╭─ Dataset content

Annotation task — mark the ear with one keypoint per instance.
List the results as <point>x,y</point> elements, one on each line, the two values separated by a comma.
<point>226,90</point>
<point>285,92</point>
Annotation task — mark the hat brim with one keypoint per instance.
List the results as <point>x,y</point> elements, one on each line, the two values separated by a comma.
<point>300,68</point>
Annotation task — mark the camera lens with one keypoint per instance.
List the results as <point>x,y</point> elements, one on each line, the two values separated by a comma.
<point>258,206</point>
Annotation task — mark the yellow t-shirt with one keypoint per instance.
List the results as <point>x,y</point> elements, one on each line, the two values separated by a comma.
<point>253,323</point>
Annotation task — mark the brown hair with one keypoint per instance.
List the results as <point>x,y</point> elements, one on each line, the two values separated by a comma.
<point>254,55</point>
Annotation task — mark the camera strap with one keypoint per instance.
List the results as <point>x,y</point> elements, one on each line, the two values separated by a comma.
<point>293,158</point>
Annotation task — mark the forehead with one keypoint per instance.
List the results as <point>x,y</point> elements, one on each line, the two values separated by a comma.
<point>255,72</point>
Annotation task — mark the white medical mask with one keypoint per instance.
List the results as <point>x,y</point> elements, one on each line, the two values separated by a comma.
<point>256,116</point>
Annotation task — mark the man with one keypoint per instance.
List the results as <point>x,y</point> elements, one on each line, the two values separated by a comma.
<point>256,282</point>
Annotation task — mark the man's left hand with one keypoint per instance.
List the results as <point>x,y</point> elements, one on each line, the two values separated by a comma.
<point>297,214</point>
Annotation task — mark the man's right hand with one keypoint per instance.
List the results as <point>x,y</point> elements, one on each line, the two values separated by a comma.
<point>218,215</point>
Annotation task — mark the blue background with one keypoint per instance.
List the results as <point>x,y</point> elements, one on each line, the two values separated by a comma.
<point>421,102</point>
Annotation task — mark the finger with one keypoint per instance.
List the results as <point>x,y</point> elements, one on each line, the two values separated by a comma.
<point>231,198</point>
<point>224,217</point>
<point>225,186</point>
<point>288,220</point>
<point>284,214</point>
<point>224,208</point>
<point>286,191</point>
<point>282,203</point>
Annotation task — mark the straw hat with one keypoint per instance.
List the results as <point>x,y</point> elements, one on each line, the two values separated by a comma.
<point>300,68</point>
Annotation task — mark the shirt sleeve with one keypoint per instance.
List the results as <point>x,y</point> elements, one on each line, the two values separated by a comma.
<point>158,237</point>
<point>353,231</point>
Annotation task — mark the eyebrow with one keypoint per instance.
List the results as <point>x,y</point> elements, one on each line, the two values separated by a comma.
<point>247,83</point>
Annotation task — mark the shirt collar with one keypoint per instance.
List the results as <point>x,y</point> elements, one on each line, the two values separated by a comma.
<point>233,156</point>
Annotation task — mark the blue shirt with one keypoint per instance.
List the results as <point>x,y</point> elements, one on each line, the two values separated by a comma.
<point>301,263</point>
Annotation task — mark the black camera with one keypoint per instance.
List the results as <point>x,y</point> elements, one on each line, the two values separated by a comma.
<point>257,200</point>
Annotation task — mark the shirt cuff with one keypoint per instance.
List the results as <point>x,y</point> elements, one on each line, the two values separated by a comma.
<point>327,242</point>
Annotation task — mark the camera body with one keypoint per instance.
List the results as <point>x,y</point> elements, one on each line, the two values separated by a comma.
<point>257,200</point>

╰─

▸ Exercise details
Reproduce the data verbatim, starting with its very first line and ending with the line containing "<point>218,215</point>", keeping both of those lines.

▸ Answer to the task
Annotation task — mark the ear with one keypoint per instance.
List the results as <point>x,y</point> elements, one on each line, the two values separated by a comma.
<point>226,90</point>
<point>285,92</point>
Annotation task — mark the hat brim with one keypoint per instance.
List the results as <point>x,y</point> elements, one on each line, the two values separated by a comma.
<point>300,68</point>
Annotation task — mark the camera lens with one keypoint per instance.
List the results as <point>x,y</point> elements, one on each line, the two values separated by a comma.
<point>258,206</point>
Annotation task — mark the yellow t-shirt with one keypoint per instance.
List the results as <point>x,y</point> elements, one on each line, the two values separated by a comma.
<point>253,323</point>
Annotation task — mark the brown hair with one keypoint per instance.
List the results as <point>x,y</point> elements, one on each line, the two values separated by a comma.
<point>254,55</point>
Annotation task — mark the camera strap with one keypoint per instance.
List the results as <point>x,y</point> elements, one on each line, the two values separated by a comma.
<point>293,158</point>
Annotation task — mark the forehead with one keypoint per instance.
List the results as <point>x,y</point> elements, one on each line, the two values separated by a comma.
<point>255,72</point>
Annotation task — mark the white medical mask with one keypoint per instance.
List the results as <point>x,y</point> elements, one on each line, the two values separated by a comma.
<point>256,116</point>
Annotation task — mark the man with one keypoint per instance.
List the results as <point>x,y</point> elements, one on each line, the two values separated by a comma.
<point>256,282</point>
Annotation task — mark the man's left hand with one keypoint per instance.
List the results as <point>x,y</point> elements, one on each line, the two values separated by a comma.
<point>297,214</point>
Annotation task — mark the man's right hand with one keypoint per instance.
List the results as <point>x,y</point> elements, one on each line, the two values separated by a comma.
<point>218,215</point>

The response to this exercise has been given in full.